═════ EXTRACT TO READ

John Paul II Foundation / Magazine / A Church for unity: the Lutheran Church in Jordan and the Holy Land

A church for unity: the Lutheran Church in Jordan and the Holy Land

by Riccardo Burigana

The Evangelical Lutheran Church in Jordan and the Holy Land (ELCJHL) has for years been committed to promoting Christian unity in the Middle East, with a focus on peace-building through the contribution of Christians, who are called to witness together to God's merciful love that helps reconciliation of memories.

The history of the Lutheran presence is relatively recent; in fact, it dates back to the mid-19th century, when German and Anglo-Saxon missionaries began a work to support the Christian communities, which were already present in the area. Soon the presence of these missionaries brought about a new season of evangelization, targeting all the inhabitants of the region, with the aim of creating a Protestant community. The first fruits of this work were the establishment of a series of local communities that in 1841 were united into an Anglican-Lutheran diocese, which as early as 1845 opened a hospital, while in 1851 the project to create a girls' school, the first in the region, got under way, and in 1860 an orphanage was opened. The experience of a local church, consisting of Lutherans and Anglicans, was interrupted in 1866 for political reasons, namely the Prussian policy for the creation of a German empire, with a nationalist drive that also affected German religious communities around the world, although it was now clear that Lutheran perspectives were different from Anglican ones in the region. Lutherans were interested in the creation of educational and social facilities in the belief that this was the way to alleviate the material and spiritual needs of the men and women of the region. For decades, this activity led to a slow growth in the membership of the community, which only after the end of World War II began to have its own structure.

On May 7, 1959, King Hussein approved the recognition of the Evangelical Lutheran Church in Jordan, which, over the years, began to grow, including welcoming refugees from the State of Israel. At the same time, the Lutheran Church in Jordan had begun a journey of transformation from a missionary church to a local church such that in 1974 it joined the Lutheran World Federation, established in 1947. In 1979 the first Palestinian bishop was elected, Rev. Daoud Haddad, who became a point of reference not only for Lutherans in the region because of his commitment to ecumenical dialogue, strengthening a path that was to become one of the special features of the Lutheran Church of Jordan, which in 2005 added "Holy Land" to its name so as to make even more explicit the idea of a pastoral care that included not only Jordan anymore but also the state of Israel and the Palestinian Authority, reaffirming the priority of ecumenical commitment to peace in the region.

══════════

EXERCISES:
#1 Translate this sentence from the article on the Lutheran Church in Jordan and the Holy Land into Spanish: "Lutherans were interested in the creation of educational and social facilities in the belief that this was the way to alleviate the material and spiritual needs of the men and women of the region."
#2 Reproduce the article on the Lutheran Church in Jordan and the Holy Land from "John Paul II" up to and including "reconciliation of memories.", swapping "Middle East" for "Levant".
#3 Carry on the article on the Lutheran Church in Jordan and the Holy Land from the point where it stops.

═════ LISTED RECORDS

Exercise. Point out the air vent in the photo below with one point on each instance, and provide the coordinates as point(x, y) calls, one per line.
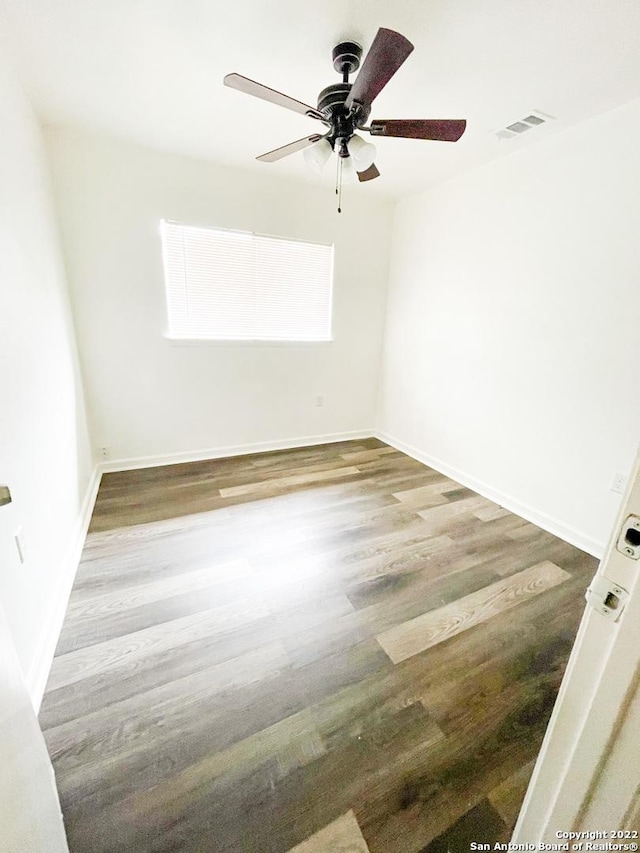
point(522, 125)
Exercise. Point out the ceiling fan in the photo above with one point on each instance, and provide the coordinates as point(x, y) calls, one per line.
point(345, 107)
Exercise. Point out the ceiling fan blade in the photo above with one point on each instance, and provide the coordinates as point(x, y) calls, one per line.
point(291, 148)
point(387, 53)
point(442, 130)
point(369, 174)
point(250, 87)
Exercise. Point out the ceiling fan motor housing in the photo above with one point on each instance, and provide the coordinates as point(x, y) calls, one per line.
point(346, 57)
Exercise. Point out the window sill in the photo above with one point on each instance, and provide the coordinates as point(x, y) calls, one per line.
point(218, 342)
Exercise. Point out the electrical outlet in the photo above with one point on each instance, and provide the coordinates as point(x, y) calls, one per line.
point(619, 483)
point(19, 540)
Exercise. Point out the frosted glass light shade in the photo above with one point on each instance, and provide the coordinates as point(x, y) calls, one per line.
point(317, 155)
point(349, 170)
point(363, 153)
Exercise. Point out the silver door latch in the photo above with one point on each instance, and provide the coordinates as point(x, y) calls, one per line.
point(629, 540)
point(607, 597)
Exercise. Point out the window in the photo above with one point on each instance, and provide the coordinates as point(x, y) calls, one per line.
point(235, 285)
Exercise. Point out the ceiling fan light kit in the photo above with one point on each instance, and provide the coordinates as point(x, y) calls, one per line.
point(344, 108)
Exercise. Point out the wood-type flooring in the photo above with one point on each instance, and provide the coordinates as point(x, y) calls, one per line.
point(331, 648)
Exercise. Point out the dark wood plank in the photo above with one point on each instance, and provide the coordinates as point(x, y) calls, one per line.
point(218, 684)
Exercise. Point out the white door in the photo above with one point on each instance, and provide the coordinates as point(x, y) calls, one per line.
point(587, 777)
point(30, 817)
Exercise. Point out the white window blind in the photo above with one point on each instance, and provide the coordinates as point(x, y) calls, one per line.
point(235, 285)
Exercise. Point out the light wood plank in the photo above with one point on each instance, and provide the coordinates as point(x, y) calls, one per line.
point(270, 486)
point(341, 836)
point(429, 629)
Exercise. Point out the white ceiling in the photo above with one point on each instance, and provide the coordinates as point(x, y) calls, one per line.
point(151, 71)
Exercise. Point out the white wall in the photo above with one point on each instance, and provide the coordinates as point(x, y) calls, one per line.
point(44, 448)
point(148, 396)
point(512, 345)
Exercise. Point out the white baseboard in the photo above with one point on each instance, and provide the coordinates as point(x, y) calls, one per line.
point(223, 452)
point(36, 678)
point(546, 522)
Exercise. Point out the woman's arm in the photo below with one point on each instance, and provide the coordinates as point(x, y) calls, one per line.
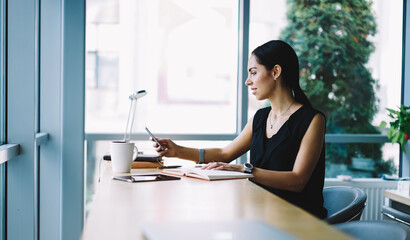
point(306, 160)
point(236, 148)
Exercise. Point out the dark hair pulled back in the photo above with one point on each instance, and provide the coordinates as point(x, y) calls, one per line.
point(277, 52)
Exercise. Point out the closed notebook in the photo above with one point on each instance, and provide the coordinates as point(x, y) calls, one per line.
point(207, 174)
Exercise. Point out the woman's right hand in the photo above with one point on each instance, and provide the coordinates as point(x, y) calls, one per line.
point(170, 148)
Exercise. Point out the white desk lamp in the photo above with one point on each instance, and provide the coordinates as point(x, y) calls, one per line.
point(134, 97)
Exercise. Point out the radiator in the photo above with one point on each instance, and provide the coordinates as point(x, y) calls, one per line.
point(374, 188)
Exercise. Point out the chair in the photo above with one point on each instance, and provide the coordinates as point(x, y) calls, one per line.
point(375, 230)
point(343, 203)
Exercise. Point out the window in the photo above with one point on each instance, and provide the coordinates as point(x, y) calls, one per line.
point(2, 119)
point(357, 88)
point(183, 53)
point(2, 74)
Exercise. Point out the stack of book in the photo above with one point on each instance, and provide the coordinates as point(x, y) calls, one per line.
point(143, 161)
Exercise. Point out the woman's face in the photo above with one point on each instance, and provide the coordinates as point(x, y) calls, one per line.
point(259, 80)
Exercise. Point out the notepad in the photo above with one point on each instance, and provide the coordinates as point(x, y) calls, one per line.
point(207, 174)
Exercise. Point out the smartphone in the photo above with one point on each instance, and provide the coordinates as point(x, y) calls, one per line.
point(155, 139)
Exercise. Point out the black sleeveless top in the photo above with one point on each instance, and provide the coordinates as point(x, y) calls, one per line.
point(279, 153)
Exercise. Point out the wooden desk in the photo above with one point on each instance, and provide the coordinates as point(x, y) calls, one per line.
point(120, 207)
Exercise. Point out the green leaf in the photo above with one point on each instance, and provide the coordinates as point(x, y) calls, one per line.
point(390, 132)
point(395, 138)
point(392, 111)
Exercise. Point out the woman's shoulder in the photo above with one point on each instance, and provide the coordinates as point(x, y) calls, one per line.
point(310, 111)
point(260, 116)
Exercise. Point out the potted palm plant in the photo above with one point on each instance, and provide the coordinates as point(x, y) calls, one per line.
point(399, 126)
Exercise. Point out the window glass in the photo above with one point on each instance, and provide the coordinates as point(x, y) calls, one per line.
point(2, 74)
point(350, 65)
point(183, 53)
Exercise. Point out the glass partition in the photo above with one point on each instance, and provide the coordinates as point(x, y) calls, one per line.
point(2, 118)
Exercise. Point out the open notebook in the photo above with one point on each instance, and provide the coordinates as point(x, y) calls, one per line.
point(216, 230)
point(206, 174)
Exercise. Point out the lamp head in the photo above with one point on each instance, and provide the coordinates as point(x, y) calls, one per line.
point(138, 95)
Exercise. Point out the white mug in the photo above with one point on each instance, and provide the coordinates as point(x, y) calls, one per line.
point(121, 156)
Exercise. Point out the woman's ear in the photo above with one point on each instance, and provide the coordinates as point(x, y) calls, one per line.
point(276, 71)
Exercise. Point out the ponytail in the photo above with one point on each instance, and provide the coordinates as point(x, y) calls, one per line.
point(278, 52)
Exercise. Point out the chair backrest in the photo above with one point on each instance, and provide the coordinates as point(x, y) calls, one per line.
point(396, 215)
point(375, 230)
point(343, 203)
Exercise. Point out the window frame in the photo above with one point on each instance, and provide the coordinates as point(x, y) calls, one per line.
point(242, 99)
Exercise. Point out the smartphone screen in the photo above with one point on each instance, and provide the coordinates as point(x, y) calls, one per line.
point(155, 139)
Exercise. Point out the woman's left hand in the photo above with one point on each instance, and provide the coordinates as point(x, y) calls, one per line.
point(223, 166)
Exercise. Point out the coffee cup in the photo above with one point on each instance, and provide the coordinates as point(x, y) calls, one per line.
point(122, 153)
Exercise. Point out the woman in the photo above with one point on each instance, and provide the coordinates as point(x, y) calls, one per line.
point(286, 140)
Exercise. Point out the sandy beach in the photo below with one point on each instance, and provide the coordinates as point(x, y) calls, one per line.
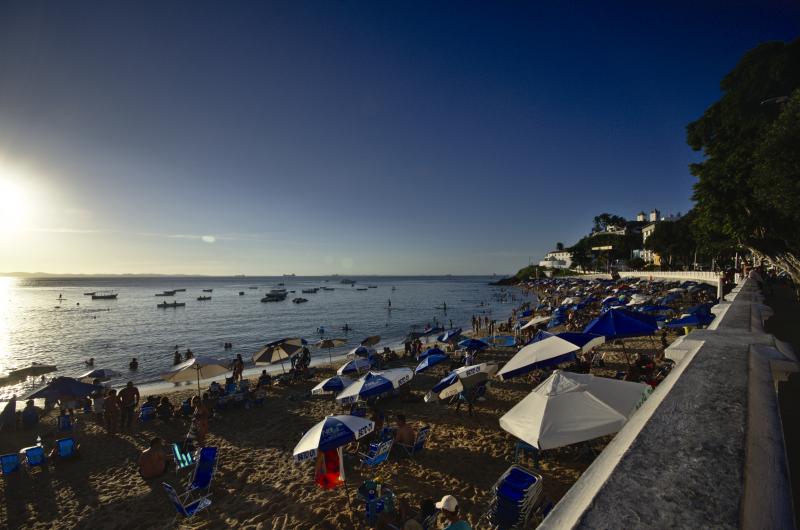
point(257, 484)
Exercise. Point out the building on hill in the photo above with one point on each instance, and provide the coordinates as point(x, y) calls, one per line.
point(557, 259)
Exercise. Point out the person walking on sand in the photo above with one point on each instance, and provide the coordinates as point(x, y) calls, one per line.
point(238, 368)
point(129, 399)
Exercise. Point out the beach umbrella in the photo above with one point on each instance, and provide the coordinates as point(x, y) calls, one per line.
point(449, 335)
point(569, 408)
point(362, 351)
point(63, 386)
point(542, 354)
point(430, 360)
point(430, 351)
point(374, 384)
point(329, 344)
point(198, 367)
point(473, 344)
point(372, 340)
point(103, 374)
point(356, 365)
point(461, 379)
point(332, 385)
point(585, 341)
point(278, 351)
point(331, 433)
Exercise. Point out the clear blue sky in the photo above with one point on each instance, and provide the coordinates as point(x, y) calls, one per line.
point(360, 137)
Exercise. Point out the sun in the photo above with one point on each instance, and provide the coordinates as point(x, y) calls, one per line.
point(14, 206)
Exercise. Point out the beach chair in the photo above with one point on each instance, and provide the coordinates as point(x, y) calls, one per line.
point(517, 493)
point(182, 460)
point(65, 448)
point(9, 463)
point(204, 470)
point(64, 423)
point(34, 456)
point(377, 453)
point(419, 444)
point(184, 508)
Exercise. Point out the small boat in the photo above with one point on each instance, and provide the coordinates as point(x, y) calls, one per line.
point(104, 295)
point(165, 305)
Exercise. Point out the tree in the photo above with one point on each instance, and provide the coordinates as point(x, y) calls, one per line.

══════════

ANSWERS TO THE EXERCISES:
#1 Los luteranos estaban interesados en la creación de instalaciones educativas y sociales, con la convicción de que ese era el camino para aliviar las necesidades materiales y espirituales de los hombres y las mujeres de la región.

#2
John Paul II Foundation / Magazine / A Church for unity: the Lutheran Church in Jordan and the Holy Land

A church for unity: the Lutheran Church in Jordan and the Holy Land

by Riccardo Burigana

The Evangelical Lutheran Church in Jordan and the Holy Land (ELCJHL) has for years been committed to promoting Christian unity in the Levant, with a focus on peace-building through the contribution of Christians, who are called to witness together to God's merciful love that helps reconciliation of memories.

#3
            This ecumenical vocation for peace took on a new dimension, in 1998, with the appointment as bishop of Rev. Younan Munib, who had always been involved in international ecumenical bodies, starting with the Council of Christian Churches of the Middle East and ending with the Ecumenical Council of Churches, which welcomed the Lutheran Church of Jordan and the Holy Land in 2013, precisely during Bishop Munib's 20-year presidency. The latter, in 2010, was called to the presidency of the Lutheran World Federation, which gathered 148 members in 99 countries, with the task of leading Lutherans in the time of preparation and celebration of the 500th anniversary of the beginning of the Reformation (1517-2017). It was precisely thanks to Bishop Munib that this anniversary became an ecumenical occasion, particularly fruitful for the rethinking of relations among Christians, with a renewed commitment to a common witness to the Word of God, as was said and signed in the ecumenical prayer in Lund (Oct. 31, 2016), presided over by Bishop Munib and Pope Francis.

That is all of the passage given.